--- EXTRACTED DATA Enclosed Below ---
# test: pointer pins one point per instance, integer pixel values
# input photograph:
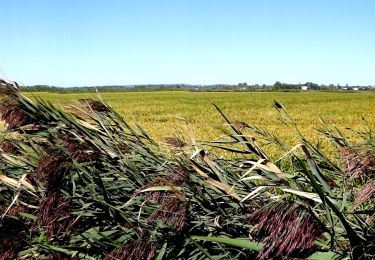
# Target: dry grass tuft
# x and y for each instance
(134, 250)
(94, 105)
(287, 228)
(52, 168)
(12, 114)
(53, 215)
(174, 142)
(358, 162)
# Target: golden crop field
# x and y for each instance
(159, 112)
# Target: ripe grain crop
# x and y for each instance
(161, 112)
(87, 183)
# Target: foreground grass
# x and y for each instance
(159, 112)
(93, 187)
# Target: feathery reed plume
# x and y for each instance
(287, 228)
(79, 151)
(365, 194)
(53, 215)
(52, 168)
(12, 114)
(174, 142)
(134, 250)
(94, 105)
(8, 249)
(358, 162)
(8, 147)
(241, 125)
(171, 209)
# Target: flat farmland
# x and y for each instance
(160, 112)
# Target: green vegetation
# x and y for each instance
(160, 112)
(89, 185)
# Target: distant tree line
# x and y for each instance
(243, 86)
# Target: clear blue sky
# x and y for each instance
(87, 42)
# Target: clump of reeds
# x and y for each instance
(96, 187)
(358, 162)
(94, 105)
(287, 228)
(12, 114)
(134, 250)
(52, 168)
(174, 142)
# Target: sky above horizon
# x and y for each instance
(90, 42)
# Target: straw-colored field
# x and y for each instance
(158, 112)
--- End of Enclosed EXTRACTED DATA ---
**DIRECTIONS:**
Where in the records does the string "Target" appear? Copy every line that has it.

**RESPONSE TO THE EXERCISE:**
# Target: dry grass tuft
# Target: golden crop field
# Target: ripe grain crop
# Target: foreground grass
# Target: feathery reed plume
# Target: flat farmland
# Target: green vegetation
# Target: distant tree line
# Target: clear blue sky
# Target: clump of reeds
# Target: sky above horizon
# Target: straw-colored field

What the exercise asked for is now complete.